WORK TO BE COMPLETED => Which of the lines below contain the string "blurred"? Find each one and copy it whole, matching case exactly.

>> begin RECORDS

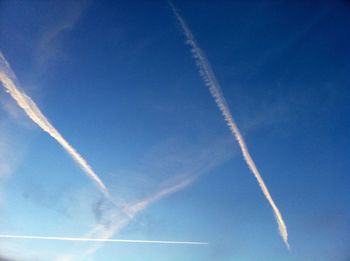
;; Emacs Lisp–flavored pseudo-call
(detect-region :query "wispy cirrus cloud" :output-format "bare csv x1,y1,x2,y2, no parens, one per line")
169,1,289,248
59,135,234,260
35,0,92,65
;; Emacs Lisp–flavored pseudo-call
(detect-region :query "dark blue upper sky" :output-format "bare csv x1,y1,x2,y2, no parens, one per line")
0,0,350,261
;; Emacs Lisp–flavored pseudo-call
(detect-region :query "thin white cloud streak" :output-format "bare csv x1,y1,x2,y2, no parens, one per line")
70,177,195,260
0,235,209,245
169,1,289,249
35,0,92,65
0,52,110,195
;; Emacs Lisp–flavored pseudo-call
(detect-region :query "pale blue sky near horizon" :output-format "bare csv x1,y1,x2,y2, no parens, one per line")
0,0,350,261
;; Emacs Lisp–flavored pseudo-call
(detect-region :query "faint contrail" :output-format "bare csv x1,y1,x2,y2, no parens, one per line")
0,52,110,195
79,177,195,260
0,235,209,245
169,1,289,249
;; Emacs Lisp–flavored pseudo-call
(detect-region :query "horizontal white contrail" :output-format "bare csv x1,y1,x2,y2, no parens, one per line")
0,235,209,245
0,52,110,195
169,1,289,248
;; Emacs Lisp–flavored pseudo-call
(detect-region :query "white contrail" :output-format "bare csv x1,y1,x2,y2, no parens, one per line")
0,52,110,195
169,1,289,249
0,235,209,245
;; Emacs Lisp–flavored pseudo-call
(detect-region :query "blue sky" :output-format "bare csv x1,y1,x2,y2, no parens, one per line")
0,0,350,261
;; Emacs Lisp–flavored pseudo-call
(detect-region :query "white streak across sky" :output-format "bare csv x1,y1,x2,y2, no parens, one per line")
0,235,208,245
0,52,110,198
169,1,289,246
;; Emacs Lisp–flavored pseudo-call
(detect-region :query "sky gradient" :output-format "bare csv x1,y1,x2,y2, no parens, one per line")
0,0,350,261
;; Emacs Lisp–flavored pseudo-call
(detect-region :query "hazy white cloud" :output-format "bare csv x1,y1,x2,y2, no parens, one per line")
35,0,91,65
58,135,233,260
169,1,289,248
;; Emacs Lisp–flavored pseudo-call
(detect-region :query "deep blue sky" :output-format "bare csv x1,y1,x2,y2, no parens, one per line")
0,0,350,261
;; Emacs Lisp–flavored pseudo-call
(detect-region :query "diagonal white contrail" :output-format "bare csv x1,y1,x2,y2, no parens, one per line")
169,1,289,249
0,52,110,195
0,235,209,245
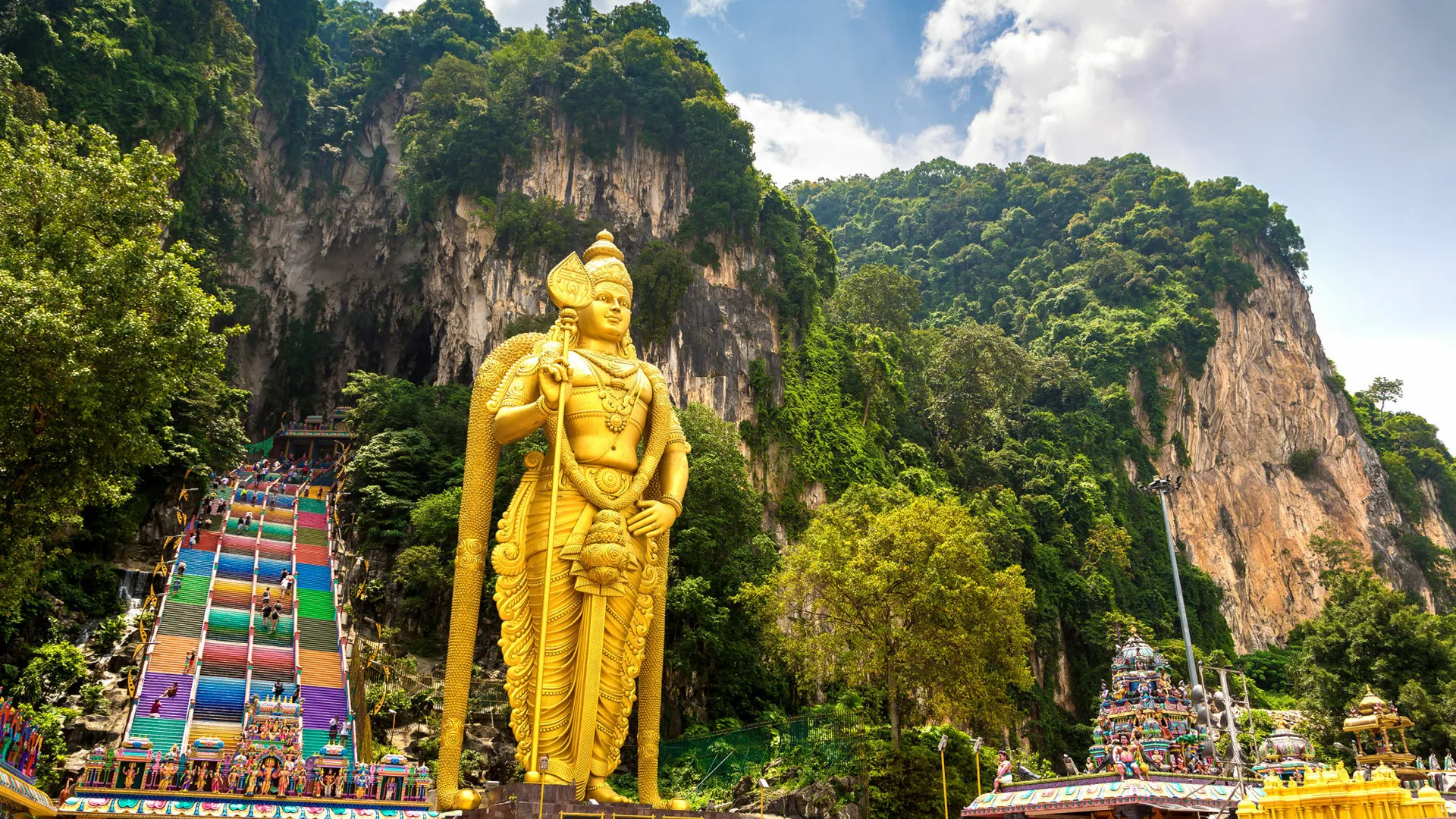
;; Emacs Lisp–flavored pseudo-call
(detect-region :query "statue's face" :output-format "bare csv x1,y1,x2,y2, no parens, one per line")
576,281,632,341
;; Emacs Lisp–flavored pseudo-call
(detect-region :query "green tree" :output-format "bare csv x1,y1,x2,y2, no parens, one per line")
0,125,236,609
1366,376,1405,413
827,264,920,335
664,403,788,726
758,487,1032,748
16,642,90,702
1288,545,1456,751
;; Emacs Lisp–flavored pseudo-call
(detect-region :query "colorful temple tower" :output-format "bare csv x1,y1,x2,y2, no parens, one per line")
1087,629,1217,778
961,631,1240,819
1344,686,1427,781
0,698,55,819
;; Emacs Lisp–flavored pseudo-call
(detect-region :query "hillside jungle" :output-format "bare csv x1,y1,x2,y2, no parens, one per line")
0,0,1456,816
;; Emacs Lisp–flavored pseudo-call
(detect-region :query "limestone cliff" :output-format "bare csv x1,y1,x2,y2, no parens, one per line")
231,90,1432,650
230,92,779,424
1157,256,1432,651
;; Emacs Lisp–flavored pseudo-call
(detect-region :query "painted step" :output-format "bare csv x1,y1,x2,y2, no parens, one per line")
258,538,293,564
127,717,187,754
168,566,212,605
212,577,253,609
293,541,329,567
299,642,344,688
188,720,243,755
297,512,329,529
299,588,337,623
303,726,354,762
247,678,299,699
157,601,202,640
299,618,339,654
136,672,192,720
207,606,252,642
192,676,246,723
177,548,212,577
147,634,196,673
264,523,293,541
217,551,253,582
221,535,253,554
258,549,293,583
299,563,334,585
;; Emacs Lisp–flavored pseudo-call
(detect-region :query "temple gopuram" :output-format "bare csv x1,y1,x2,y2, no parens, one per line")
0,698,55,819
59,460,435,819
961,631,1263,819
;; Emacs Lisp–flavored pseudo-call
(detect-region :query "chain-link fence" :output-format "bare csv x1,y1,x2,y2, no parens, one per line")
660,717,864,790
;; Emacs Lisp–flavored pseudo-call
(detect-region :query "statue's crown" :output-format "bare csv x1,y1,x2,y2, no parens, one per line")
582,231,632,296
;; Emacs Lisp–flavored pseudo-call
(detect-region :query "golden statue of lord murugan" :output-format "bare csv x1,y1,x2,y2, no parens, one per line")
437,232,689,810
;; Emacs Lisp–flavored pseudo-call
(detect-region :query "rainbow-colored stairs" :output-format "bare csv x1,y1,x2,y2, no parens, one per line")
127,463,354,761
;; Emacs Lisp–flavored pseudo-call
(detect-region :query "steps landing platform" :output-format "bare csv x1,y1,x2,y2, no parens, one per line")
460,783,745,819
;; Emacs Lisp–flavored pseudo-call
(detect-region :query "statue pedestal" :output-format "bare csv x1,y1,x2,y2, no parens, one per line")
460,783,745,819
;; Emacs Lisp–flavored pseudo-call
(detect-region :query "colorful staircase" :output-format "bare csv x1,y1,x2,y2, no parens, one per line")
127,463,354,761
293,487,354,759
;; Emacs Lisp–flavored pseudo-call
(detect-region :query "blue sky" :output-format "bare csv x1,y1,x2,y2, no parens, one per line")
377,0,1456,443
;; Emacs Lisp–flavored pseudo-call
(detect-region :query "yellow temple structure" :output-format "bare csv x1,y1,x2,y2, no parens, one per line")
1239,765,1448,819
1344,686,1427,780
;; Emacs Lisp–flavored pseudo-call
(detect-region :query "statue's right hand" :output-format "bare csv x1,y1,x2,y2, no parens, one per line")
536,356,571,410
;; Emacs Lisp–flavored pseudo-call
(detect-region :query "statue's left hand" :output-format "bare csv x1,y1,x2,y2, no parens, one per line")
628,500,677,538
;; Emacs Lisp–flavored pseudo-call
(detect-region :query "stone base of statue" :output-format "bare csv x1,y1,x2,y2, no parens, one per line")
460,783,744,819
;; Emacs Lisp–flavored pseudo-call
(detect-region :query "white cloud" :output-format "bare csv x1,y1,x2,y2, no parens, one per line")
916,0,1320,162
384,0,632,28
728,93,959,184
687,0,733,17
736,0,1456,434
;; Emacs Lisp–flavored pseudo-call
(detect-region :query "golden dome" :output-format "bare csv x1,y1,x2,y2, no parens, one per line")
582,231,626,265
454,789,481,810
1360,685,1385,708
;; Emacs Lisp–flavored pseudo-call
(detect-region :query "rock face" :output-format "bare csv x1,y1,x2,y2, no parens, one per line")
1157,252,1432,651
230,92,779,424
230,90,1426,655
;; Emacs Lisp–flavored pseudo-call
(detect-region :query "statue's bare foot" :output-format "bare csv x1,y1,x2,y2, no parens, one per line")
587,777,629,805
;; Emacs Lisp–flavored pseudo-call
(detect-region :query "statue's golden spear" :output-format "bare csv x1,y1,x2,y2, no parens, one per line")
532,253,592,786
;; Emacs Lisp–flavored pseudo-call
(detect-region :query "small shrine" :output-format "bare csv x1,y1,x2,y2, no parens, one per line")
1086,629,1217,778
1238,765,1450,819
80,697,434,808
0,688,55,819
1250,720,1325,784
1344,685,1427,781
961,631,1263,819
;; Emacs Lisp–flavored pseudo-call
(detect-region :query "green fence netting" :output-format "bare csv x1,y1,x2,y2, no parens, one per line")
658,717,864,789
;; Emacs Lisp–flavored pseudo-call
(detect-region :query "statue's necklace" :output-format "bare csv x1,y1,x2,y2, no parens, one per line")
576,350,645,434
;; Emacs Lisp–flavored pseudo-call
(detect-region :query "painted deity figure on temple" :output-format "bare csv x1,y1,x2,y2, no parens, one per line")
437,232,689,808
992,751,1012,791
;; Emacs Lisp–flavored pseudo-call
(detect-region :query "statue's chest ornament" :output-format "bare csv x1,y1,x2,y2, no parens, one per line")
576,350,646,437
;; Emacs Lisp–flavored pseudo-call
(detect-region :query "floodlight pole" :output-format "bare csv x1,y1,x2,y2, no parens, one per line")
1147,475,1198,689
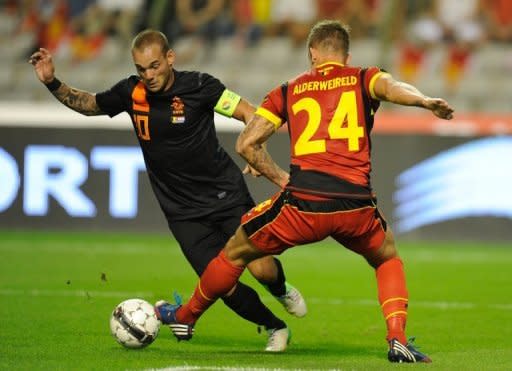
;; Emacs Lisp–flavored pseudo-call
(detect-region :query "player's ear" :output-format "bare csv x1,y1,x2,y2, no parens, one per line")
165,49,176,66
343,53,352,66
309,47,318,64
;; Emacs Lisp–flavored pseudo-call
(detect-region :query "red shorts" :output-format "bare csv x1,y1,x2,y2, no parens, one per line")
242,191,386,255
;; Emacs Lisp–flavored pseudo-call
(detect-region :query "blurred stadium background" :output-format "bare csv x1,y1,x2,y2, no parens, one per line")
0,0,512,241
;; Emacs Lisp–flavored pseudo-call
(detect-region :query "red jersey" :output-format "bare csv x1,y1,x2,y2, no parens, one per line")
256,62,383,198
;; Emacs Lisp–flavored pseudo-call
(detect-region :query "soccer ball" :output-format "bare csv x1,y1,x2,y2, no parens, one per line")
110,299,160,348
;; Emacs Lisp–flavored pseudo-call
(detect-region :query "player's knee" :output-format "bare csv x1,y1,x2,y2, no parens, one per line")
247,256,277,284
224,227,265,267
365,228,398,268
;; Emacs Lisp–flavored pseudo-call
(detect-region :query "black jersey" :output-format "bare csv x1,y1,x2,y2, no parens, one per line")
96,71,252,221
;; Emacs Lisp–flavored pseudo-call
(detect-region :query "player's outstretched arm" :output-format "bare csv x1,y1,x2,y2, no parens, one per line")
236,115,289,187
373,74,453,120
29,48,104,116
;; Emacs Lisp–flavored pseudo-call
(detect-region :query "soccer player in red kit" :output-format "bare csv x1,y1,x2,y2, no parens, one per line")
156,21,453,363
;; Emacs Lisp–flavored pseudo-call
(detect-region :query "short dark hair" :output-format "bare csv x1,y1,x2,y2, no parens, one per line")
308,20,350,55
132,29,170,54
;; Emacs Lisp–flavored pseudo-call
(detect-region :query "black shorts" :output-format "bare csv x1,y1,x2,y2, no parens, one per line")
168,203,254,276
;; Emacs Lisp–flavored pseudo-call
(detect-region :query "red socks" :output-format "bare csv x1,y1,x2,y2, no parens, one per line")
376,257,409,344
176,250,245,324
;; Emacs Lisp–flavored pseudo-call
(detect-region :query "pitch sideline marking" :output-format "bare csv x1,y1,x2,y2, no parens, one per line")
144,366,338,371
0,288,512,310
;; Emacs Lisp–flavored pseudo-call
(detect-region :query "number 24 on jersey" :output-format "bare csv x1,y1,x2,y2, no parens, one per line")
292,90,364,156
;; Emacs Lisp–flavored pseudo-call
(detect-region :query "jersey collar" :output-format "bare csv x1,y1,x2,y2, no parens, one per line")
315,62,345,69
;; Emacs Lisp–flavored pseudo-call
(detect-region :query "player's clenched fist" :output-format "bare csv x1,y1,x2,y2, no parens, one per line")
28,48,55,84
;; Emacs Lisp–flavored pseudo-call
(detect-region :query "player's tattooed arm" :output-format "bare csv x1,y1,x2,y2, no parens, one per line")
236,114,290,187
28,48,104,116
52,83,104,116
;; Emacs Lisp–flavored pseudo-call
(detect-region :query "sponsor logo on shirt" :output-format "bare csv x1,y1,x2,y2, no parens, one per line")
171,97,185,124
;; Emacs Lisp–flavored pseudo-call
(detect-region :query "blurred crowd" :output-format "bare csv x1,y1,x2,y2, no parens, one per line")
0,0,512,107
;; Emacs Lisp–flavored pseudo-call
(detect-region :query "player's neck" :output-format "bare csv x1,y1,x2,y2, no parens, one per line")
313,55,345,68
162,68,174,91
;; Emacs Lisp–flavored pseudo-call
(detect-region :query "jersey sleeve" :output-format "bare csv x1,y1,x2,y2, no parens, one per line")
199,73,226,110
255,86,285,129
364,67,389,100
96,79,129,117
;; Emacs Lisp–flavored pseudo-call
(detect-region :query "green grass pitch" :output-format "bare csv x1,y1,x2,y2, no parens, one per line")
0,232,512,370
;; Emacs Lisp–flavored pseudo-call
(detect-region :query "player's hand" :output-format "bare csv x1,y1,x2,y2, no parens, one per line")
28,48,55,84
242,165,261,178
426,98,453,120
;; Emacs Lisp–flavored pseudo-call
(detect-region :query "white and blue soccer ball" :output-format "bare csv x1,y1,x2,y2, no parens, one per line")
110,299,161,349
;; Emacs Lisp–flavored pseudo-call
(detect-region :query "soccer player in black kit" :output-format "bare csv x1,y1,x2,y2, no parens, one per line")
29,30,307,352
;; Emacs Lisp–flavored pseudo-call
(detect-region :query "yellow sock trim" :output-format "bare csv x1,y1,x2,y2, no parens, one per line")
386,310,407,321
380,298,409,308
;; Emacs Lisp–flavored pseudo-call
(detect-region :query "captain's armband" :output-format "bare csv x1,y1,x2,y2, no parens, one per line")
214,89,242,117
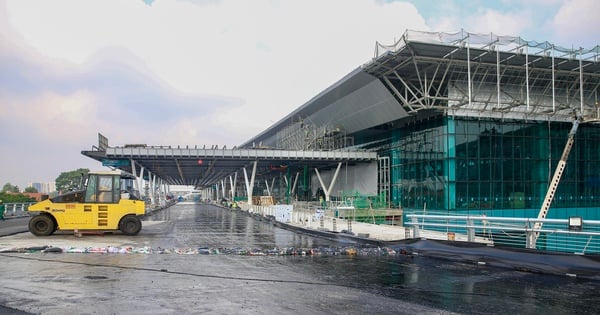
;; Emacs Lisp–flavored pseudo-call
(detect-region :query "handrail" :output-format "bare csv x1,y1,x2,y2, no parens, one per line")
405,214,600,254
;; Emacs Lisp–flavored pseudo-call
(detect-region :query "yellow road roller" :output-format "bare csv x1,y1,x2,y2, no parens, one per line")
28,171,146,236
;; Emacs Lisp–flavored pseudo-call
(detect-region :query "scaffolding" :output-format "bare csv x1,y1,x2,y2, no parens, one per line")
277,118,354,151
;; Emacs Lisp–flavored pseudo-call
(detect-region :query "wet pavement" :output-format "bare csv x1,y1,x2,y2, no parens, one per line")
0,204,600,314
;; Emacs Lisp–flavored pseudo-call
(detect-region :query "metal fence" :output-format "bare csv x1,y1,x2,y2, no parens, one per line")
405,214,600,254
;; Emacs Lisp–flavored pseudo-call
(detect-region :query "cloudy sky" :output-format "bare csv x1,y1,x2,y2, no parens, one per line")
0,0,600,189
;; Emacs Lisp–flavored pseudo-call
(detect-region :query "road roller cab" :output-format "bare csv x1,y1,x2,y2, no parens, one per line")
28,171,146,236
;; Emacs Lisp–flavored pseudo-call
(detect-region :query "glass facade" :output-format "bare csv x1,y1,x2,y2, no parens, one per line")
390,116,600,219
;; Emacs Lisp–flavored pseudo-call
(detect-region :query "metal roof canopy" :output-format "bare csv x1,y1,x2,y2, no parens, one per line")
81,143,377,187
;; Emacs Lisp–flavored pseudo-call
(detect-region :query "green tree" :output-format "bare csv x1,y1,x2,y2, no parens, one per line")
2,183,19,192
24,186,38,193
0,192,35,203
56,168,90,193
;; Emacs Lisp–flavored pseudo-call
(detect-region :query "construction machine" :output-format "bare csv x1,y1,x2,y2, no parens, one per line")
28,171,146,236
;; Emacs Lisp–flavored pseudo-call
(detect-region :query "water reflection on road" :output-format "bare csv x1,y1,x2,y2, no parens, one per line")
0,204,600,314
145,205,600,314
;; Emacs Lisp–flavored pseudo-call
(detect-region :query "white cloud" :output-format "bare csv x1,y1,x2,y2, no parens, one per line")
550,0,600,48
0,0,427,185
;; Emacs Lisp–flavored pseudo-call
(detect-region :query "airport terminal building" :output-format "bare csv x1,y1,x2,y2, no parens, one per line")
242,31,600,220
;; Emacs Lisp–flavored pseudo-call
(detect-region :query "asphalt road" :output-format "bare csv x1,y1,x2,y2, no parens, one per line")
0,217,29,236
0,205,449,314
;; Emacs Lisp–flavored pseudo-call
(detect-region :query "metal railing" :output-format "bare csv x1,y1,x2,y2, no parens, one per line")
4,202,35,218
405,214,600,254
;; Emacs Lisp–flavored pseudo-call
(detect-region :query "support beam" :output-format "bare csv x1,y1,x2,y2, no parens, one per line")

>> end RECORDS

FINAL ANSWER =>
(detect-region :query "blurred stadium background" :output-format "bare csv x1,y1,x2,y2, no parens, one per line")
(detect-region :query "blurred crowd" :output-format "bare csv x1,y1,x2,y2, no parens, one per line")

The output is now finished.